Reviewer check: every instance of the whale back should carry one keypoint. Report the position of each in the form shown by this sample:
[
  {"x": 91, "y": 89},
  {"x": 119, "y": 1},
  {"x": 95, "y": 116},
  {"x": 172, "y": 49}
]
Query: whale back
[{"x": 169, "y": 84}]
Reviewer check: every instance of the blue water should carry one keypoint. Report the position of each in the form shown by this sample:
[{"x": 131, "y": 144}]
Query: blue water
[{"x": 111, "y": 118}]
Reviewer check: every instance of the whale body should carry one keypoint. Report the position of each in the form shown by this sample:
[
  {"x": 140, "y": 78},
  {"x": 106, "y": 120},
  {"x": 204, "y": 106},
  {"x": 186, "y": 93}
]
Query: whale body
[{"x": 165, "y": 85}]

...

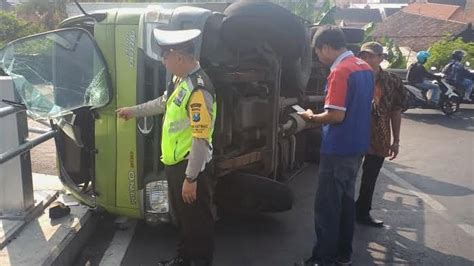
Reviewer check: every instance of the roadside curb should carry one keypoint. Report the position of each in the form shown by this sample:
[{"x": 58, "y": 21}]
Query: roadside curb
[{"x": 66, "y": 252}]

--

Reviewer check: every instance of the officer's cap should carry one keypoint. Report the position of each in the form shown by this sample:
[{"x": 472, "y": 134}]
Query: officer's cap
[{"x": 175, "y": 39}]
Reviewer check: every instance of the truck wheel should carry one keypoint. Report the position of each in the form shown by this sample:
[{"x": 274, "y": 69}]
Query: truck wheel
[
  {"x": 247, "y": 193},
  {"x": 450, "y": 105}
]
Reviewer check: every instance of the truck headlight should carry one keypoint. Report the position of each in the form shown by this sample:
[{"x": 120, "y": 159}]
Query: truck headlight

* _DO THIS_:
Reproduce the entries in the stretch from the line containing "Reviewer check: every instance of the truck wheel" through the line containing "Query: truck headlight", changing every "keypoint" to "marker" and leaving everything else intact.

* _EXERCISE RESPONSE_:
Reviewer check: every instance of the truck wheel should carry one marker. Report the position of each in the form shown by this sample:
[{"x": 274, "y": 69}]
Query: truck wheel
[
  {"x": 247, "y": 193},
  {"x": 450, "y": 105}
]
Reviewer check: every instance of the truck headlight should carry one marker. Report the position of each in the form shown by this sample:
[{"x": 120, "y": 159}]
Query: truck headlight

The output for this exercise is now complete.